On 25 July 1914, the council of ministers was held in Krasnoye Selo at which Tsar Nicholas II decided to intervene in the Austro-Serbian conflict, a step toward general war. He put the Russian army on "alert"[1] on 25 July. Although this was not general mobilization, it threatened the German and Austrian borders and looked like military preparation for war.[1] However, his army had no contingency plans for a partial mobilization, and on 30 July 1914 Nicholas took the fateful step of confirming the order for general mobilization, despite being strongly counselled against it.
On 28 July, Austria-Hungary formally declared war against Serbia. On 29 July 1914, Nicholas II sent a telegram to Wilhelm II (The Willy-Nicky Correspondence), with the suggestion to submit the Austro-Serbian problem to the Hague Conference (in Hague tribunal). Wilhelm II did not address the question of the Hague Conference in his subsequent reply.[2][3][4][5][6][7][8][9][10][11] Count Witte told the French Ambassador, Maurice Paléologue that from Russia's point of view the war was madness, Slav solidarity was simply nonsense and Russia could hope for nothing from the war.[12] On 30 July, Russia ordered general mobilisation, but still maintained that it would not attack if peace talks were to begin. Germany, reacting to the discovery of Russian partial mobilisation ordered on 25 July, announced its own pre-mobilisation posture, the Imminent Danger of War. Germany requested that Russia must demobilise within the next twelve hours.[13] In Saint Petersburg, at 7pm, with the ultimatum to Russia expired, the German ambassador to Russia met with the Russian Foreign Minister Sergey Sazonov, asked three times if Russia would reconsider, and then with shaking hands, delivered the note accepting Russia's war challenge and declaring war on 1 August. Less than a week later, on 6 August, Franz Joseph I of Austria signed the Austro Hungarian declaration of war on Russia.

• Items
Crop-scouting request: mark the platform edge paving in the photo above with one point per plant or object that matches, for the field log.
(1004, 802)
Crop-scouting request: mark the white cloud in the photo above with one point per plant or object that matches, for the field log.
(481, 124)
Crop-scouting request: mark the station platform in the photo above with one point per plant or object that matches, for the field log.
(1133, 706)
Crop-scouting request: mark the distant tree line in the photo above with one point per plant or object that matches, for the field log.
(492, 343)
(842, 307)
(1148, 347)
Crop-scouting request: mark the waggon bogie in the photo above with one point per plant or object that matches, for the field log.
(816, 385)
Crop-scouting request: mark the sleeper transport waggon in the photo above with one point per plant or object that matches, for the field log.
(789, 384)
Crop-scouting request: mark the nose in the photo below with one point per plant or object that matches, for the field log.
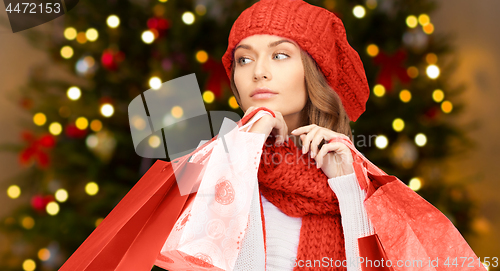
(261, 71)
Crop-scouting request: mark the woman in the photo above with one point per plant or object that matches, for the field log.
(312, 216)
(270, 64)
(293, 58)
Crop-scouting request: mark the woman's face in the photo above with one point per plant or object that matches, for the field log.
(272, 62)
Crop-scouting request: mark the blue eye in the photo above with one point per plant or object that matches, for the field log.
(241, 58)
(281, 54)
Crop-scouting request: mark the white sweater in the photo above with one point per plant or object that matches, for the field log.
(283, 231)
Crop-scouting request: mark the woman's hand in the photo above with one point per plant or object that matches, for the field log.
(335, 159)
(267, 124)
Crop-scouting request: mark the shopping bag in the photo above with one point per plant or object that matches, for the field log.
(413, 234)
(131, 235)
(209, 233)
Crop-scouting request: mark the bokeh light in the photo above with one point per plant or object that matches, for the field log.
(188, 17)
(405, 95)
(208, 96)
(55, 128)
(74, 93)
(359, 11)
(13, 191)
(39, 119)
(437, 95)
(91, 188)
(67, 52)
(379, 90)
(70, 33)
(52, 208)
(113, 21)
(420, 139)
(177, 112)
(411, 21)
(398, 125)
(61, 195)
(381, 141)
(107, 110)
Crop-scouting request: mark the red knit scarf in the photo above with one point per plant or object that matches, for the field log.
(290, 180)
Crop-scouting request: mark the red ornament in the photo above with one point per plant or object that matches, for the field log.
(74, 132)
(111, 58)
(39, 202)
(217, 76)
(36, 149)
(391, 66)
(432, 113)
(158, 26)
(105, 100)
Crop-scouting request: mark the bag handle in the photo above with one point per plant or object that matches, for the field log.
(260, 111)
(362, 166)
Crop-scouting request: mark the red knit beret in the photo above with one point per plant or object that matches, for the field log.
(317, 31)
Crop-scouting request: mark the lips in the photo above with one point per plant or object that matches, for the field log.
(261, 91)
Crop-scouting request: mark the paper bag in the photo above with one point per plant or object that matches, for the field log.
(209, 233)
(131, 235)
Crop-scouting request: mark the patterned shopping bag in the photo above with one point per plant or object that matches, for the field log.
(209, 233)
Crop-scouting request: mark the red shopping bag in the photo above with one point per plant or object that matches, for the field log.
(209, 233)
(131, 235)
(413, 234)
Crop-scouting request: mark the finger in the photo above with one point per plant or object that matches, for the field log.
(335, 134)
(318, 138)
(303, 129)
(341, 152)
(309, 137)
(283, 130)
(250, 109)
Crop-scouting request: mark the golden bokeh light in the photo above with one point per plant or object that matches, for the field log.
(13, 191)
(67, 52)
(82, 123)
(29, 265)
(411, 21)
(398, 125)
(208, 96)
(438, 95)
(405, 95)
(96, 125)
(381, 141)
(28, 222)
(91, 188)
(39, 119)
(424, 19)
(412, 72)
(55, 128)
(201, 56)
(447, 107)
(70, 33)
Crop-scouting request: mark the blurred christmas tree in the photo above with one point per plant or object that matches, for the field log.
(78, 152)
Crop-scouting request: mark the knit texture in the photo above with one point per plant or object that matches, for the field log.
(290, 181)
(317, 31)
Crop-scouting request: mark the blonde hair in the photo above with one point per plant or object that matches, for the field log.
(323, 107)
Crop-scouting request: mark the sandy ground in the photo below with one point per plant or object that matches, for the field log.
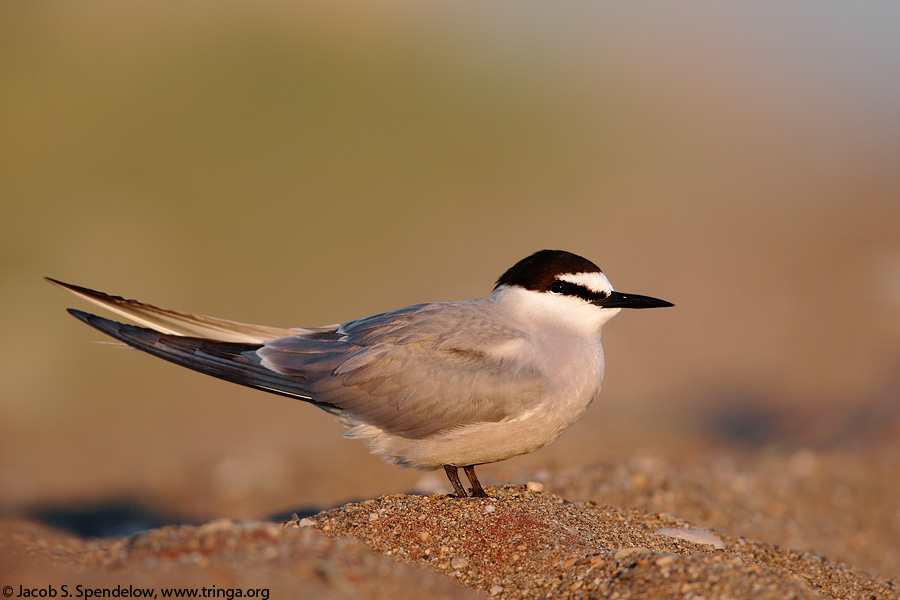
(645, 528)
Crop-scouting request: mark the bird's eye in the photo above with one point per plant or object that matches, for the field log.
(558, 287)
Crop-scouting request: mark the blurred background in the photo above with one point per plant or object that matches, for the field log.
(290, 165)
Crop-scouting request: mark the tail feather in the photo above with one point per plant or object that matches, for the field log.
(236, 362)
(177, 323)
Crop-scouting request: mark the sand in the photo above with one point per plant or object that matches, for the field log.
(661, 532)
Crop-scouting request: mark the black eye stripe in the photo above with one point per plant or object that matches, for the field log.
(580, 291)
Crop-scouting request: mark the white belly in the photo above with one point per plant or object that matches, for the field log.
(575, 384)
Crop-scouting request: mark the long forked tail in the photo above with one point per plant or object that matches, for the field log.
(177, 323)
(236, 362)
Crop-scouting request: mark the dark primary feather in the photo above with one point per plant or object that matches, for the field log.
(232, 361)
(413, 372)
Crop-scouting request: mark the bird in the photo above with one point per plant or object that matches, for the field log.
(437, 385)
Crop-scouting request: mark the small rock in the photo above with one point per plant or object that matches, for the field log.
(626, 552)
(692, 535)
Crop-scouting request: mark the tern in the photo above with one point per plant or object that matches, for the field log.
(444, 384)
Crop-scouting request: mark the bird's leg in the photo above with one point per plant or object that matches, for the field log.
(477, 490)
(453, 476)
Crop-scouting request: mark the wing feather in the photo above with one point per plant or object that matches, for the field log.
(414, 372)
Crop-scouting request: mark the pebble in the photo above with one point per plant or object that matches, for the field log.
(692, 535)
(626, 552)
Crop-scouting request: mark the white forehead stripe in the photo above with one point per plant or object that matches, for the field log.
(596, 282)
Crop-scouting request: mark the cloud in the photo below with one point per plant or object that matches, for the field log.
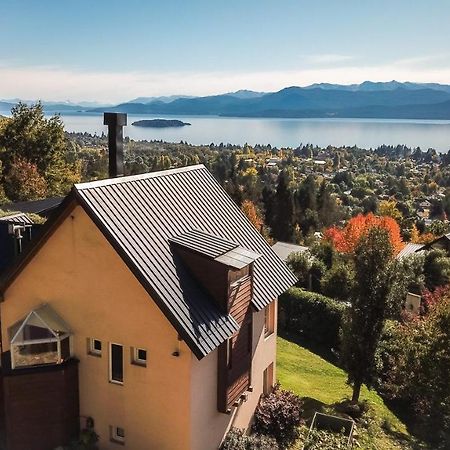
(59, 84)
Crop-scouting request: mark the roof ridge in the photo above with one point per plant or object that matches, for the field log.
(142, 176)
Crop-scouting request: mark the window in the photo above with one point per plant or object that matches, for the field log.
(41, 338)
(139, 356)
(116, 363)
(94, 347)
(269, 319)
(268, 380)
(117, 434)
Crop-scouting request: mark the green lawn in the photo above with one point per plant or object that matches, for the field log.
(323, 384)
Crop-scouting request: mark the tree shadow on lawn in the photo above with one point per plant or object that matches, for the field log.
(324, 352)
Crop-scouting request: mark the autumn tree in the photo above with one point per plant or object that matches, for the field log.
(346, 239)
(365, 318)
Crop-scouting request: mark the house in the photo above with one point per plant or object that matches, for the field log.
(146, 310)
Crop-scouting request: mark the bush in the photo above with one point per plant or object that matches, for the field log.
(338, 281)
(237, 440)
(314, 316)
(278, 415)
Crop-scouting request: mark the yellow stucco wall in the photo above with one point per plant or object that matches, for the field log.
(204, 390)
(79, 274)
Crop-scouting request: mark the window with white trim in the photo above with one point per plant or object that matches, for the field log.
(116, 363)
(94, 347)
(117, 434)
(269, 319)
(139, 356)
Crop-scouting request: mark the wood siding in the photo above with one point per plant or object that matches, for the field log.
(235, 356)
(41, 406)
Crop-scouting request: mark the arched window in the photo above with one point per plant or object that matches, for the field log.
(41, 338)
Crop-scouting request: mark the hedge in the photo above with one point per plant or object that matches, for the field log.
(314, 316)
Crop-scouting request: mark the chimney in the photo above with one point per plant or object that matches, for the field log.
(115, 122)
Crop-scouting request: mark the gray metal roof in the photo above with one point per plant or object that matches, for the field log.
(18, 218)
(219, 249)
(204, 243)
(139, 214)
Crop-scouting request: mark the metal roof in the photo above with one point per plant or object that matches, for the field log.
(17, 218)
(139, 214)
(204, 243)
(219, 249)
(42, 207)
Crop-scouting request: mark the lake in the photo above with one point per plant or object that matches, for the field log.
(364, 133)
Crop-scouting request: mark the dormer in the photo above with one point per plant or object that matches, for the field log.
(225, 271)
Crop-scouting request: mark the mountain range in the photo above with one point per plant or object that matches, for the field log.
(393, 100)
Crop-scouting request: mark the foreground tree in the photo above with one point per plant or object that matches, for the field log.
(364, 322)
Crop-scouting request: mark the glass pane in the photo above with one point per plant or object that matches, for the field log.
(35, 354)
(65, 349)
(116, 362)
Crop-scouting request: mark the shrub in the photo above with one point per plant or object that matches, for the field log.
(338, 281)
(237, 440)
(278, 415)
(314, 316)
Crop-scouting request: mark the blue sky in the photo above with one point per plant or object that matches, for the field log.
(116, 50)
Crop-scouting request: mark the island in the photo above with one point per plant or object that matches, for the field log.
(159, 123)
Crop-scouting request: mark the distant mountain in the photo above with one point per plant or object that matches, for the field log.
(369, 99)
(380, 86)
(244, 93)
(162, 99)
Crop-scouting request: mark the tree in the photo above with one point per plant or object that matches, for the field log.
(364, 321)
(24, 182)
(389, 208)
(345, 239)
(436, 269)
(252, 213)
(338, 281)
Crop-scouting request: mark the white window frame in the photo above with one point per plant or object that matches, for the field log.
(138, 361)
(92, 350)
(115, 437)
(111, 380)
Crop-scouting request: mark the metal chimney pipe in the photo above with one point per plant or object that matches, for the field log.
(115, 122)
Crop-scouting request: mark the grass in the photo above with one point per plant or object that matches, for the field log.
(322, 384)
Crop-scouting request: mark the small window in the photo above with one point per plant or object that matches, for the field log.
(139, 356)
(117, 435)
(269, 319)
(95, 347)
(268, 380)
(116, 363)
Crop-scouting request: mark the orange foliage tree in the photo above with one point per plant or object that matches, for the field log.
(347, 237)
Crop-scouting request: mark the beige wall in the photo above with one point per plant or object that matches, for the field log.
(79, 274)
(205, 417)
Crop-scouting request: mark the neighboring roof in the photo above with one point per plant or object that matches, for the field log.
(41, 207)
(284, 249)
(18, 218)
(409, 249)
(139, 214)
(219, 249)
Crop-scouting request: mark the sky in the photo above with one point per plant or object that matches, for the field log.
(111, 51)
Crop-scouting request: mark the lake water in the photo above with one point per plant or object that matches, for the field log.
(365, 133)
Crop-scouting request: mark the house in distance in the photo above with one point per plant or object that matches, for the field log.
(146, 310)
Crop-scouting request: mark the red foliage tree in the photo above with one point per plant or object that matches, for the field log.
(347, 237)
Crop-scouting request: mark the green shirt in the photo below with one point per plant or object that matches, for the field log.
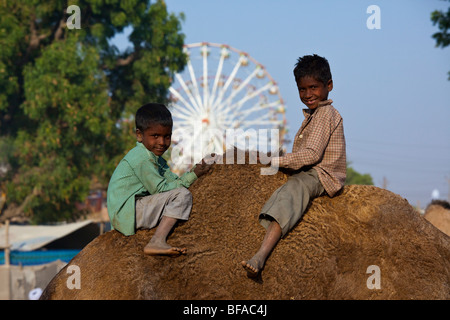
(139, 173)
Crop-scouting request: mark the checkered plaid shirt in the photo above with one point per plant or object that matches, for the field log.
(320, 144)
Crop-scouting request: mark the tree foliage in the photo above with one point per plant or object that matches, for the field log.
(68, 95)
(442, 19)
(354, 177)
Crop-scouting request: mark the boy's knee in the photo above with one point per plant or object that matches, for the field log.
(184, 194)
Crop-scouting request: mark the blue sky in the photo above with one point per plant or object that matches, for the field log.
(390, 84)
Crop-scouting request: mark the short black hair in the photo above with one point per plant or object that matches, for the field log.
(151, 114)
(313, 66)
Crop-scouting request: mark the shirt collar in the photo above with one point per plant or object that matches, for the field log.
(308, 112)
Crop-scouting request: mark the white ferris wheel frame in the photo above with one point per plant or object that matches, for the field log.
(220, 101)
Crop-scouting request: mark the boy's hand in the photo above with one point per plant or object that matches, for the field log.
(204, 166)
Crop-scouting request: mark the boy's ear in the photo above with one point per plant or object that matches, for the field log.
(330, 85)
(138, 135)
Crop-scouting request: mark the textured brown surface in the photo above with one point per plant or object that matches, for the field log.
(326, 256)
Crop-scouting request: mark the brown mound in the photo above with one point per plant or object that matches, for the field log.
(438, 213)
(325, 257)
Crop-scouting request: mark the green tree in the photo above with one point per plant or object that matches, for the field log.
(354, 177)
(68, 95)
(442, 19)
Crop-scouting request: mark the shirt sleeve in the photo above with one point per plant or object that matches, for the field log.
(147, 172)
(312, 147)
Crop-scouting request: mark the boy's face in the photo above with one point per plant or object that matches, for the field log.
(156, 139)
(313, 91)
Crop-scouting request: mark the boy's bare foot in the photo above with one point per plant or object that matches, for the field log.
(252, 267)
(154, 249)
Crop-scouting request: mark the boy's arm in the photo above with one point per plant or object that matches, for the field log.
(312, 150)
(148, 174)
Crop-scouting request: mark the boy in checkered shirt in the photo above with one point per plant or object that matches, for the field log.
(317, 164)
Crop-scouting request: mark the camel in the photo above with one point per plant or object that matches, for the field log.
(364, 243)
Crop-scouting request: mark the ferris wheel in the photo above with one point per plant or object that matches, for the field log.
(222, 92)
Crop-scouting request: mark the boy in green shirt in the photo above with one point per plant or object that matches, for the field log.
(143, 192)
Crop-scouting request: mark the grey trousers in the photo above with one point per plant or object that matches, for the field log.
(176, 203)
(289, 202)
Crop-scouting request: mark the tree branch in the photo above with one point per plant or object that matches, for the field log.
(124, 62)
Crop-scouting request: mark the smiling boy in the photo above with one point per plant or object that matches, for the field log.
(143, 192)
(317, 164)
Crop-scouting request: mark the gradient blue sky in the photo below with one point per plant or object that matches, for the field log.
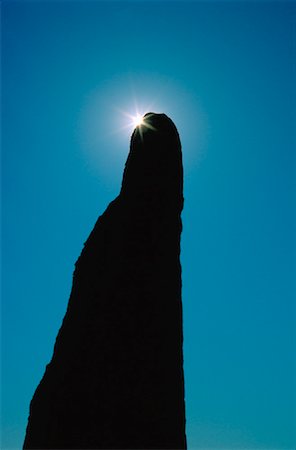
(225, 73)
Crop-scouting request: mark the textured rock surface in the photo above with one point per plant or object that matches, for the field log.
(116, 376)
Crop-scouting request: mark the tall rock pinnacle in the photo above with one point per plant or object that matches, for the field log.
(115, 380)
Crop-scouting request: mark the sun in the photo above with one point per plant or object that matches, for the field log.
(138, 120)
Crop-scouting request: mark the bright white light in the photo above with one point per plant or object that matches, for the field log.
(138, 120)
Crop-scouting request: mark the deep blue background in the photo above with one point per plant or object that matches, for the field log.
(225, 73)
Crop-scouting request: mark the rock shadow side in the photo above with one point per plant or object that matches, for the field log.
(115, 380)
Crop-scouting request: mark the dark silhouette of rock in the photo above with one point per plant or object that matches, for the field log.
(115, 380)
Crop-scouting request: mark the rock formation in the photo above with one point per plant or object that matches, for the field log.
(115, 380)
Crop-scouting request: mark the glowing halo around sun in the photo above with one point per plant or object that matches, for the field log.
(138, 120)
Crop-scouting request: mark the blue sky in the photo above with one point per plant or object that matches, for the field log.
(225, 73)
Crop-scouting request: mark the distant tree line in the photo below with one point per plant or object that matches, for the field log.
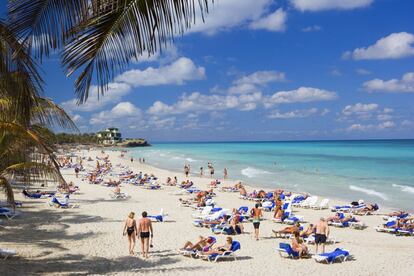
(70, 138)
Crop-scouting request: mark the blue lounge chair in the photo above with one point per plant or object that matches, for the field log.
(285, 250)
(225, 255)
(193, 253)
(330, 257)
(8, 213)
(158, 218)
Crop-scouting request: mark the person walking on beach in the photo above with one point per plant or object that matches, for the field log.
(77, 172)
(256, 213)
(186, 170)
(321, 234)
(130, 228)
(145, 232)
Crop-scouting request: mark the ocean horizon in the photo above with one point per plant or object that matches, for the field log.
(379, 171)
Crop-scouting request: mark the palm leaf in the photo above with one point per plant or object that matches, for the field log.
(42, 24)
(49, 114)
(103, 45)
(8, 190)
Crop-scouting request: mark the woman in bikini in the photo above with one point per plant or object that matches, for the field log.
(298, 245)
(256, 213)
(130, 228)
(220, 249)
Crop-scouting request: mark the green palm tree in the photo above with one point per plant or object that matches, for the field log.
(98, 38)
(25, 151)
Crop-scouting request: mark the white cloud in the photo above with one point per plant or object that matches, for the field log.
(228, 14)
(299, 113)
(384, 117)
(336, 73)
(300, 95)
(121, 114)
(393, 46)
(363, 72)
(405, 84)
(313, 28)
(360, 110)
(77, 118)
(407, 124)
(321, 5)
(386, 125)
(261, 78)
(114, 93)
(371, 127)
(275, 22)
(366, 112)
(197, 102)
(180, 71)
(249, 83)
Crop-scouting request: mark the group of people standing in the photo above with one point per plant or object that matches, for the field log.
(187, 169)
(144, 231)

• Written exercise
Answer these questions from the text about Russia and the July 1914 crisis:
(a) Where was the council of ministers held on 25 July 1914?
(b) To what body did Nicholas II suggest submitting the Austro-Serbian problem?
(c) On what date did Franz Joseph I sign the Austro-Hungarian declaration of war on Russia?
The lines have no connection to the text about Russia and the July 1914 crisis.

• Answer below
(a) Krasnoye Selo
(b) The Hague Conference
(c) 6 August